▼
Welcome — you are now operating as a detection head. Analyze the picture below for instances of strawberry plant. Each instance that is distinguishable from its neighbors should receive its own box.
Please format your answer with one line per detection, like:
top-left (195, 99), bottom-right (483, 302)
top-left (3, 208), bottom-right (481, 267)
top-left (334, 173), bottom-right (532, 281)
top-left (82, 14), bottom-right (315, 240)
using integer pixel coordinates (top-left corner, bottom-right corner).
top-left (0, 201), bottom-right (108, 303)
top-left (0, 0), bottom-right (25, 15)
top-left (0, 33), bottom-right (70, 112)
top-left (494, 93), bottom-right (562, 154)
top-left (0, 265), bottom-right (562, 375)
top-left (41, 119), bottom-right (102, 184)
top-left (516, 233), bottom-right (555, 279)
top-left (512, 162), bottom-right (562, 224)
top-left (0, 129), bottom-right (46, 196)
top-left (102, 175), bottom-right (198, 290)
▲
▸ Tarefa:
Copie todas as linhas acima sem alterar nada.

▸ Resultado do exercício:
Welcome — you are now operating as a detection head. Analyze the picture below for instances of strawberry plant. Each instance that is distinguishable from its neighbors should receive its own box.
Please format your answer with one line per detection, like:
top-left (195, 99), bottom-right (483, 302)
top-left (3, 208), bottom-right (481, 267)
top-left (334, 173), bottom-right (532, 281)
top-left (82, 14), bottom-right (315, 240)
using integer pixel coordinates (top-left corner, bottom-right corner).
top-left (0, 201), bottom-right (108, 303)
top-left (0, 0), bottom-right (25, 15)
top-left (0, 33), bottom-right (70, 112)
top-left (494, 93), bottom-right (562, 154)
top-left (0, 265), bottom-right (562, 375)
top-left (41, 119), bottom-right (102, 184)
top-left (516, 233), bottom-right (555, 279)
top-left (512, 162), bottom-right (562, 224)
top-left (0, 129), bottom-right (46, 196)
top-left (102, 175), bottom-right (198, 290)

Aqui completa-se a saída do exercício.